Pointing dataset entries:

·····

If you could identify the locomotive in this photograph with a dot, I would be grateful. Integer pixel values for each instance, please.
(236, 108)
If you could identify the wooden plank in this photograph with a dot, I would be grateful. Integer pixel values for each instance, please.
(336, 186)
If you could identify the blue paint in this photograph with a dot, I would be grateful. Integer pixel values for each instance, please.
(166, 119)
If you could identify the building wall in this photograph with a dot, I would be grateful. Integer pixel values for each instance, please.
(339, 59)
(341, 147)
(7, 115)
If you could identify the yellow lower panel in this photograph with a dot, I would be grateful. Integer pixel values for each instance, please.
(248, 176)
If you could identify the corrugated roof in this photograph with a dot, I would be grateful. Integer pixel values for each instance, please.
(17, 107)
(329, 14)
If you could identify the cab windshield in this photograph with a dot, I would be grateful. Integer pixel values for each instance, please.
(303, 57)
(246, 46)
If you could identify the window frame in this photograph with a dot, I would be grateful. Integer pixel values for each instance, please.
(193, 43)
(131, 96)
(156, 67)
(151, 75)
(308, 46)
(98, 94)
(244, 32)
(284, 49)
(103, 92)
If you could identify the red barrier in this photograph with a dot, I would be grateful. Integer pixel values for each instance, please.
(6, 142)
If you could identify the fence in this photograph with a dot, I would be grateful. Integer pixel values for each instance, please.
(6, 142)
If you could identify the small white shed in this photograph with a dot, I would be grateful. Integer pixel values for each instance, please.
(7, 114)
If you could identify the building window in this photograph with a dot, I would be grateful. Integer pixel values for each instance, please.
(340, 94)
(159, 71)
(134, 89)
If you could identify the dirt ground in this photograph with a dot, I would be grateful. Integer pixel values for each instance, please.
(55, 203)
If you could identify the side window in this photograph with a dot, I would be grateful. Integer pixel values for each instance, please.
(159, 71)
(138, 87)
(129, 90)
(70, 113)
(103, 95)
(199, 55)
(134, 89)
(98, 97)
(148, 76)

·····

Retype everything from the line containing "If you could identify the corrugated" down to the end of the entries, including both ends.

If you could identify the corrugated roof in this photograph with a dot, I would be grateful. Integer pixel values for each instance, please.
(17, 107)
(329, 14)
If you could identify the cab windshield in this photograph with a dot, I would be grateful. Integer pixel values for each instance, please.
(303, 57)
(246, 46)
If you could identify the window frame in this photograph with a dot, I would be grateful. Integer pixel values for each instance, please.
(193, 43)
(131, 96)
(156, 67)
(151, 75)
(308, 46)
(98, 94)
(244, 32)
(284, 49)
(103, 92)
If you could identify the red barrier in this photograph with a dot, I would be grateful. Integer pixel values for each instance, please.
(6, 142)
If you could identify the fence in this photograph with a dot, I would be grateful. Integer pixel values for each instance, please.
(6, 142)
If you could identify the small white shed in this photograph with a dot, I would be grateful. Integer pixel values for each instance, please.
(7, 114)
If you could identify the building window in this photograph with a dot, I would be grateful. Integer pixel values for each instance, please.
(340, 94)
(159, 71)
(134, 89)
If you could identify the dirt ground in this photograph with a dot, I would be grateful. Integer pixel values for each instance, please.
(55, 203)
If you could identify the side window in this photograph with a dot, I would be grateful. Integer pixel values for each instance, please.
(159, 71)
(138, 87)
(129, 90)
(70, 113)
(103, 95)
(199, 55)
(134, 89)
(98, 97)
(148, 76)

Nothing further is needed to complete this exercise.